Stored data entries
= = =

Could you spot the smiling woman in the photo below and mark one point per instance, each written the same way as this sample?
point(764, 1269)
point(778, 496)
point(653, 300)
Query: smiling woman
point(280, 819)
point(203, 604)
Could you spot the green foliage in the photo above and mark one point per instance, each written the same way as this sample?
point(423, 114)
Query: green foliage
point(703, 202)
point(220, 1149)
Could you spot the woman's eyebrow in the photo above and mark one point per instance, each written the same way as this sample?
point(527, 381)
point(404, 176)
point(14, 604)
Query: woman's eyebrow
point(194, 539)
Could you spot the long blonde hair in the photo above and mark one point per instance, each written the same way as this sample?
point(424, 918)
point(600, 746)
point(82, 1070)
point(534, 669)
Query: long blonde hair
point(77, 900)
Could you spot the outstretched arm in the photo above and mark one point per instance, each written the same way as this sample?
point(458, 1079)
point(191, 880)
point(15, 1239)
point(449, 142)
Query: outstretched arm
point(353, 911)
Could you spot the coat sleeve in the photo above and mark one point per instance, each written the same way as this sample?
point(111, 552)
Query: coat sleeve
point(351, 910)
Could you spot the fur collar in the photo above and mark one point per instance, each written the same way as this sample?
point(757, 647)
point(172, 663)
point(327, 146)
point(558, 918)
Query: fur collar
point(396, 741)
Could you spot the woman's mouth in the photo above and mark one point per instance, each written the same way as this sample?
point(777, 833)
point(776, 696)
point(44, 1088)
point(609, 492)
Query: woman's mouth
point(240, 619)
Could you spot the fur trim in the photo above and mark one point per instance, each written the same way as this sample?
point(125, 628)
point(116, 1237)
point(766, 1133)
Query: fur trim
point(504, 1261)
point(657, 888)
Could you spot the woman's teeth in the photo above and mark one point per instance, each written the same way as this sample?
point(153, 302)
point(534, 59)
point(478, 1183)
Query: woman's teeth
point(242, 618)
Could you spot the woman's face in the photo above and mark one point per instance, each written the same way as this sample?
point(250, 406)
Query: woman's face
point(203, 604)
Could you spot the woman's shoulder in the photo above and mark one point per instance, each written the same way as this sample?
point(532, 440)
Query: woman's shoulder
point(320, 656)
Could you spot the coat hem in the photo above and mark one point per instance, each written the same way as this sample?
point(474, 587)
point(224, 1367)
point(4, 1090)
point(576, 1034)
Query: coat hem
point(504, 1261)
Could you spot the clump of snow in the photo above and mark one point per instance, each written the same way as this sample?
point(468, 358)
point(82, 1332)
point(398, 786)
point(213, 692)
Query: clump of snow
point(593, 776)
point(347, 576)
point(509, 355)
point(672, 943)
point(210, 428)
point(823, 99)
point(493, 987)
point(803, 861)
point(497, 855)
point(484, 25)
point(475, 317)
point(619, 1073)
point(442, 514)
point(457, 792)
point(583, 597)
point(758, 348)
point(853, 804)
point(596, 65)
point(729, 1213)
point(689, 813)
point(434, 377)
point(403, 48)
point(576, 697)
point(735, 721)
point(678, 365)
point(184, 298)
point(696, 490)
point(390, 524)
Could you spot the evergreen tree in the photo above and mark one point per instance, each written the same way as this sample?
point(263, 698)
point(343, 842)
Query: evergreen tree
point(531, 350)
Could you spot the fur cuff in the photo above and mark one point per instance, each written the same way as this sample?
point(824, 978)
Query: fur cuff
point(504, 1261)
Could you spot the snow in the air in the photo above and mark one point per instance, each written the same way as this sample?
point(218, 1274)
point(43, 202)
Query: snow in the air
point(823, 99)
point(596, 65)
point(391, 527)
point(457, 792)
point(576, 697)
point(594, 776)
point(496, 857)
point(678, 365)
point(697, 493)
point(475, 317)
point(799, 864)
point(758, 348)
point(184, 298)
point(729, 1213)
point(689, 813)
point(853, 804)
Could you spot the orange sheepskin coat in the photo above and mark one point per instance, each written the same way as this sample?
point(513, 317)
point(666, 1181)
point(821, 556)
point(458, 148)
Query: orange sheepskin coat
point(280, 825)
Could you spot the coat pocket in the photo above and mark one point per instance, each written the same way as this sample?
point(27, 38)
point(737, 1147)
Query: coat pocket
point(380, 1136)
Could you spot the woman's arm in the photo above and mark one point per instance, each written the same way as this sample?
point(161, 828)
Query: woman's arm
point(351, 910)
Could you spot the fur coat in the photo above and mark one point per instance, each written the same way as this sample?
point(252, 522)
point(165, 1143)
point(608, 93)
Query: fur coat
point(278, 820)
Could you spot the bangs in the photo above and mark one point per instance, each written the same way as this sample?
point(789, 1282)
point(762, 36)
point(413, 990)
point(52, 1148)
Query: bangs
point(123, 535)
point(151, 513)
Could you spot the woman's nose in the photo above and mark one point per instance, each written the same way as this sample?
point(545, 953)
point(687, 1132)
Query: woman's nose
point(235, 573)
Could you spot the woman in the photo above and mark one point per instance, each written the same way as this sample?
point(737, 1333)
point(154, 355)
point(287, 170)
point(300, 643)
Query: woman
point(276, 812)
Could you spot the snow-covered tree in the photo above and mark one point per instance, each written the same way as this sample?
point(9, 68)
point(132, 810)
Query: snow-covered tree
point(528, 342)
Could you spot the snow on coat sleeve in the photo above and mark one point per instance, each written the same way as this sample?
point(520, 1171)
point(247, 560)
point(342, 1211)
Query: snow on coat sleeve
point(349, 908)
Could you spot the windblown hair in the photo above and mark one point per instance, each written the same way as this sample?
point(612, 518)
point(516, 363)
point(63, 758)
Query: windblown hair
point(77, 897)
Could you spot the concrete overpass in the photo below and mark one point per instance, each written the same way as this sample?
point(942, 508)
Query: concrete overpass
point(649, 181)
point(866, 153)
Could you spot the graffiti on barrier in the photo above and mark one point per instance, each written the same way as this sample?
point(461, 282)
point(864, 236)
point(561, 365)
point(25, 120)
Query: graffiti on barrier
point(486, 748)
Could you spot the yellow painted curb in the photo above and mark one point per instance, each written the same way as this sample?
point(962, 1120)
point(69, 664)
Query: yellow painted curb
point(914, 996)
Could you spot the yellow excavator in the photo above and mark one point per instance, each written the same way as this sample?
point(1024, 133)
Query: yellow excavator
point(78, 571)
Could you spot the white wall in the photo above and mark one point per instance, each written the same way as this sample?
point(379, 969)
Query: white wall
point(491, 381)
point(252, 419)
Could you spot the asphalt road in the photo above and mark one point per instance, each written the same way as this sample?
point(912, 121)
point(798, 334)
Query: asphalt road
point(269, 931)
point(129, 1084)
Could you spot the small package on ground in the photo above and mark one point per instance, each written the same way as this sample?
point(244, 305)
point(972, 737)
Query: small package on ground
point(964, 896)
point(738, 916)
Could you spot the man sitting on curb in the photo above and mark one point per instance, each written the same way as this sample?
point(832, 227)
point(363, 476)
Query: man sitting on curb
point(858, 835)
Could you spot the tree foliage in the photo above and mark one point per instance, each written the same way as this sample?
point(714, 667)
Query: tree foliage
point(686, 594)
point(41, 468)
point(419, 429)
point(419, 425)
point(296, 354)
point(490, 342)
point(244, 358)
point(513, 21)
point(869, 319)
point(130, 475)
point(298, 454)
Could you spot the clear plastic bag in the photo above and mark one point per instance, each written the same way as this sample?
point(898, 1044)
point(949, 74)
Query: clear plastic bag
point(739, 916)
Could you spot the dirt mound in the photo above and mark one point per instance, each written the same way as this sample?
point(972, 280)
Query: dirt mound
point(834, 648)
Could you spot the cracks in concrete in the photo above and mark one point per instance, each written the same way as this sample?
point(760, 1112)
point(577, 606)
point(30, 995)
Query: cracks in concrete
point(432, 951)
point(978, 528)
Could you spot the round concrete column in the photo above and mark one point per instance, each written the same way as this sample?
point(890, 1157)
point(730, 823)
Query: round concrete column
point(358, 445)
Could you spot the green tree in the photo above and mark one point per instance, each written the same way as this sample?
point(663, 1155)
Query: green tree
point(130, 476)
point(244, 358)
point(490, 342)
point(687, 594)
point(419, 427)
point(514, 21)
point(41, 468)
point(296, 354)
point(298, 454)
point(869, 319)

= = =

- **Your objective**: Starting at the line that contains "point(577, 606)", write out every line through the last one in the data above, exactly as it stands.

- **Exercise response**:
point(577, 606)
point(30, 995)
Query: cracks in concrete
point(432, 951)
point(978, 528)
Could you spot the round concrete column in the photo above and mark one point per instance, each written the same way as this sample?
point(890, 1157)
point(730, 823)
Query: round concrete column
point(358, 445)
Could you spot the green tree in the photo above and mark one point per instance, each written the same way as this sample?
point(663, 1155)
Query: green tree
point(130, 476)
point(244, 358)
point(490, 342)
point(687, 594)
point(419, 427)
point(514, 21)
point(41, 468)
point(296, 354)
point(298, 454)
point(869, 319)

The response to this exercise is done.